**ARTICLE**
• • • • •

Lord Commissioner of the Treasury
- In office 25 July 1990 – 20 July 1994
- Prime Minister: Margaret Thatcher John Major
- Preceded by: David Lightbown
- Succeeded by: Andrew Mitchell

Member of Parliament for Sheffield Hallam
- In office 11 June 1987 – 8 April 1997
- Preceded by: John Osborn
- Succeeded by: Richard Allan

Personal details
- Born: 11 October 1929 Sheffield, West Riding of Yorkshire, England
- Died: 30 December 2012 (aged 83) Sheffield, South Yorkshire, England
- Party: Conservative

= Irvine Patnick =

British politician (1929–2012)

Sir Cyril Irvine Patnick OBE (11 October 1929 – 30 December 2012) was a British businessman and Conservative Party politician.

He was knighted in 1994.

==Early life==
The second of four sons born to Aaron Michael Patnick and Bessie (née Levin) Patnick in Sheffield, he was educated in Sheffield at the Central Technical School followed by Sheffield Polytechnic. A building contractor, Patnick entered politics as a member of Sheffield City Council in 1967 and later of South Yorkshire County Council.

==Parliamentary career==
After unsuccessfully contesting Sheffield Hillsborough at the 1970 and 1979 general elections, he was elected as Member of Parliament for Sheffield Hallam in 1987. During his time as an MP he was a Lord Commissioner of Her Majesty's Treasury and deputy Chairman of the Channel Tunnel Rail Link Select committee. He left politics after he lost his seat in the 1997 general election to the Liberal Democrat Richard Allan.

Patnick was on the right wing of the Conservative Party. He was against sanctions on the apartheid regime in South Africa, voted to reintroduce the death penalty, strongly supported the anti-homosexual Section 28 of the Local Government Act and, in a similar vein, opposed reducing the age of consent for homosexuals. He coined the phrase 'People's Republic of South Yorkshire' in reference to the policies of the Sheffield City Council under the direction of David Blunkett.

• • • • •

Recorded data:
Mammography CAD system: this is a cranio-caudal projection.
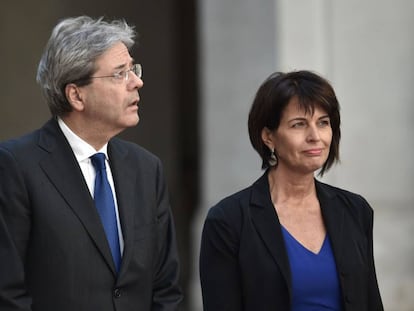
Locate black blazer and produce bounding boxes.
[200,173,383,311]
[0,119,182,311]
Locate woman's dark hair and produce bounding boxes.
[248,70,341,176]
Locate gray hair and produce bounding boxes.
[36,16,135,116]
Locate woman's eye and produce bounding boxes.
[319,120,330,127]
[292,122,305,128]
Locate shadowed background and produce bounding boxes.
[0,0,414,311]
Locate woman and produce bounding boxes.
[200,71,383,311]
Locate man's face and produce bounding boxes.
[82,42,144,136]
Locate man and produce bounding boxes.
[0,16,182,311]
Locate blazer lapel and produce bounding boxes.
[315,180,345,271]
[39,120,116,274]
[250,172,292,291]
[108,139,144,277]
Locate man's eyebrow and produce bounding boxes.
[114,58,135,70]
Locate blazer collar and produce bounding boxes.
[250,171,292,292]
[250,171,344,291]
[315,179,346,266]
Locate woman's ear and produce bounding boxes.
[261,127,275,150]
[65,83,84,111]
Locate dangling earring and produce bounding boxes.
[269,148,277,166]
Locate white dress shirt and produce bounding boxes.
[58,118,124,256]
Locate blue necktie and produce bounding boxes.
[91,152,121,272]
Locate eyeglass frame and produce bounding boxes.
[88,64,142,81]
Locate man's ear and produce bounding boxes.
[261,127,275,150]
[65,83,84,111]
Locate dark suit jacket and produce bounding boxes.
[200,173,383,311]
[0,119,181,311]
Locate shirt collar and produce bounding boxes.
[58,118,108,162]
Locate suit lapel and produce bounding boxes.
[315,180,345,270]
[250,172,292,291]
[39,120,116,273]
[108,140,137,277]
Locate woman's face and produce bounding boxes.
[262,97,332,174]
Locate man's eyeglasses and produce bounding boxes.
[89,64,142,81]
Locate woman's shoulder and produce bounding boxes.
[316,180,368,204]
[316,181,374,225]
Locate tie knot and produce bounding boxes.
[91,152,106,171]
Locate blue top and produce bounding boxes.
[282,226,342,311]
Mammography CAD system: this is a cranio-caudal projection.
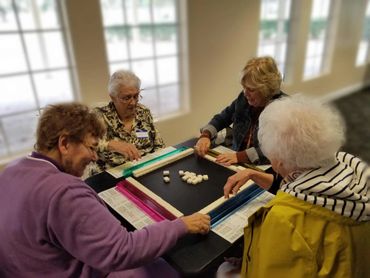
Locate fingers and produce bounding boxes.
[224,169,250,199]
[194,137,211,156]
[181,213,211,234]
[216,153,238,166]
[224,176,235,199]
[124,143,141,161]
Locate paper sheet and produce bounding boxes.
[107,147,176,179]
[212,191,274,243]
[98,187,155,229]
[99,182,274,243]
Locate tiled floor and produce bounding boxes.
[333,87,370,163]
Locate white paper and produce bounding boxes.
[107,147,176,179]
[98,187,155,229]
[212,145,271,171]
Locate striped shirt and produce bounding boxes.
[280,152,370,221]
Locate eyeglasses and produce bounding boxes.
[117,90,143,103]
[82,143,98,154]
[243,86,257,93]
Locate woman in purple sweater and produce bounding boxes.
[0,103,210,277]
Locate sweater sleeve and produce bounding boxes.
[48,182,186,272]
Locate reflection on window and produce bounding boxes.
[356,0,370,66]
[304,0,331,79]
[0,0,74,159]
[101,0,181,117]
[258,0,291,73]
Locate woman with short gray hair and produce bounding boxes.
[224,95,370,277]
[88,70,165,176]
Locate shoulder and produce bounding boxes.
[136,103,153,118]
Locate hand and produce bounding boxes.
[224,169,256,199]
[181,212,211,234]
[216,153,238,166]
[195,137,211,156]
[224,257,242,268]
[108,140,141,161]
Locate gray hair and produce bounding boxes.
[108,70,141,96]
[258,95,345,171]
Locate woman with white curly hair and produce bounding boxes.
[224,95,370,277]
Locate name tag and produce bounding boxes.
[136,129,148,138]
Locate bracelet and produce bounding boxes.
[199,131,211,140]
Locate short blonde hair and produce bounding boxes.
[240,56,282,99]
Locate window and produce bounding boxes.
[304,0,332,79]
[101,0,182,117]
[0,0,75,158]
[356,1,370,66]
[258,0,291,73]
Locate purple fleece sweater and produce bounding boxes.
[0,157,186,277]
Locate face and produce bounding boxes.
[243,85,267,107]
[270,159,289,177]
[62,134,98,177]
[111,86,140,118]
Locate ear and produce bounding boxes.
[58,134,70,155]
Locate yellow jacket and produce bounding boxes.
[241,191,370,278]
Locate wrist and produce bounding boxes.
[199,130,211,140]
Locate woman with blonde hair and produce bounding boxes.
[195,57,284,165]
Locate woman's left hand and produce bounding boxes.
[216,153,238,166]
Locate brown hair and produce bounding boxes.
[240,56,282,99]
[35,103,106,151]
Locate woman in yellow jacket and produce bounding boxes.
[224,96,370,278]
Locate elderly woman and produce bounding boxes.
[224,96,370,277]
[89,70,165,175]
[195,57,284,165]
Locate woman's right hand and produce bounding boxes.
[195,137,211,156]
[108,140,141,161]
[181,212,211,234]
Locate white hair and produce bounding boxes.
[258,95,345,170]
[108,70,141,96]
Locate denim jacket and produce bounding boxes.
[201,91,285,164]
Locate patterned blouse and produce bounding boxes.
[88,102,165,176]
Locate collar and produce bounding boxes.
[30,151,64,172]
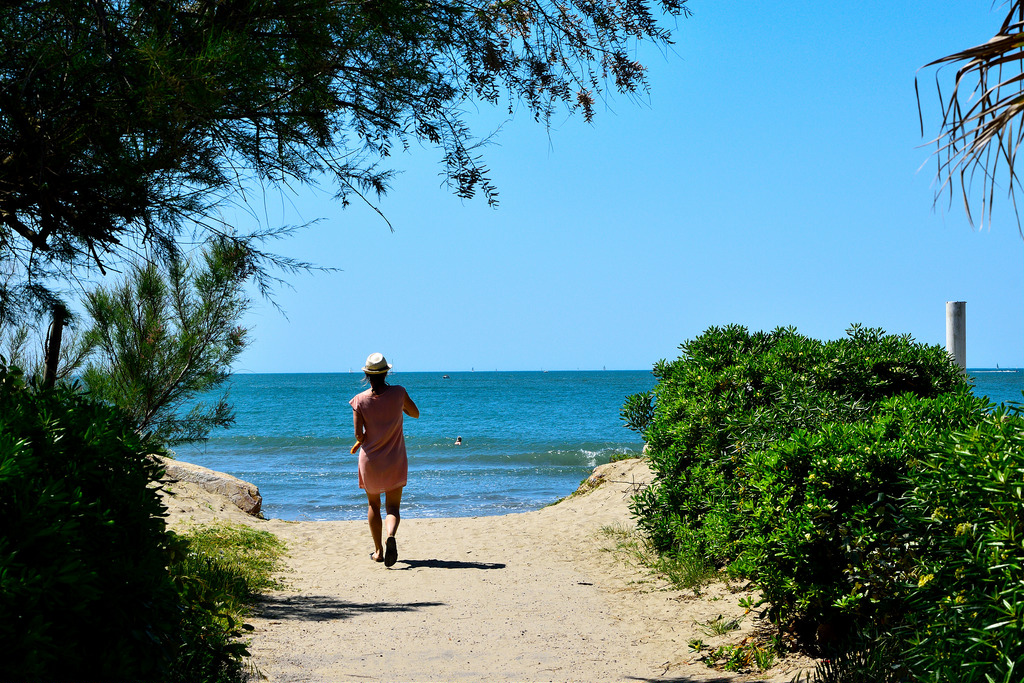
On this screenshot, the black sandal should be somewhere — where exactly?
[384,536,398,567]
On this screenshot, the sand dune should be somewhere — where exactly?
[163,460,808,683]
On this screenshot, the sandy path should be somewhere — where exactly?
[163,461,811,683]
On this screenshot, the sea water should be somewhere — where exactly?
[176,371,654,520]
[177,369,1024,520]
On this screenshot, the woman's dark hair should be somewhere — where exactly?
[366,373,387,392]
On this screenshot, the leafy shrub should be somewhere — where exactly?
[623,326,970,566]
[0,365,178,680]
[0,359,280,683]
[170,525,284,683]
[734,393,989,637]
[894,408,1024,683]
[624,326,974,642]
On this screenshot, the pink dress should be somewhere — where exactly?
[348,385,409,494]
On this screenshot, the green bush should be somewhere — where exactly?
[733,393,989,637]
[623,326,970,642]
[170,525,284,683]
[894,408,1024,683]
[623,326,970,566]
[0,365,179,680]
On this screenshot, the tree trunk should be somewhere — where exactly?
[43,304,68,389]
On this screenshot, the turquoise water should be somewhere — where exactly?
[177,371,654,520]
[177,369,1024,520]
[967,368,1024,403]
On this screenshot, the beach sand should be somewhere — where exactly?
[161,460,813,683]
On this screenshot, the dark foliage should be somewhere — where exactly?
[0,366,179,680]
[0,0,685,315]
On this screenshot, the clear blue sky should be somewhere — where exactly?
[230,0,1024,372]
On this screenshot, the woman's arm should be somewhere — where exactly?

• • • • •

**THE TASKS**
a. Shift the part of the recorded data entries that opens with the line containing "On this screenshot, the dark" and runs through the end of the entries. Reproduce every line in that part, including the requests, and add 96 to each coordinate in the answers.
b. Take the article on Irvine Patnick further, starting right after its final sentence.

**SOLVED PROBLEMS**
a.
On this screenshot, the dark foliage should be somewhere — where exactly?
[96,462,275,776]
[96,96,781,411]
On this screenshot, the clear blue sky should be somewhere — where exactly?
[326,96,1120,468]
On this screenshot, the woman's arm should be somewhere — where exactly?

b.
He was the vice-president of Sheffield's Kingfield Synagogue, life president of Sheffield Jewish Representative Council, and a former national vice-chairman of the British Maccabi sports and youth organisation. Patnick was also the chairman of trustees of The Trust for Research into Freemasonry, a charity established to support the Centre for Research into Freemasonry and Fraternalism at the University of Sheffield.

===Hillsborough controversy===

Patnick was one of the sources for The Sun newspaper's inaccurate coverage of the Hillsborough disaster in April 1989. In September 2012, the publication of the report by the independent panel investigating the disaster confirmed that "the source for these despicable untruths was a Sheffield news agency reporting conversations with South Yorkshire Police and Irvine Patnick, the then MP for Sheffield Hallam". Earlier, Sun editor Kelvin MacKenzie had said of his coverage: "It was a fundamental mistake. The mistake was I believed what an MP said". The Daily Express also carried the story, under the headline "Police Accuse Drunken Fans" and giving Patnick's views, saying he had told Margaret Thatcher, who was being escorted by him on a tour of the grounds after the tragedy, of the "mayhem caused by drunks" and that policemen had told him that they were "hampered, harassed, punched and kicked".

Following the disclosure of Patnick's role in creating what Prime Minister David Cameron called an "unjust and untrue narrative that sought to blame the fans", Labour MP John Mann wrote to Cameron asking that Patnick be stripped of his knighthood for his "shameful and disgusting behaviour". Patnick was also heavily criticised by the families of the dead, with the Hillsborough Justice Campaign stating that "It needs to be remembered that this man vilified Liverpool and was part of a lying machine which shamefully damaged the reputation of those fans."

In a statement issued through the Conservative Party on 13 September 2012, Patnick accepted "responsibility for passing such information on without asking further questions. So, many years after this tragic event, I am deeply and sincerely sorry for the part I played in adding to the pain and suffering of the victims' families".

==Honours==
Patnick was appointed Officer of the Order of the British Empire (OBE) in the 1981 New Year Honours, and knighted in 1994.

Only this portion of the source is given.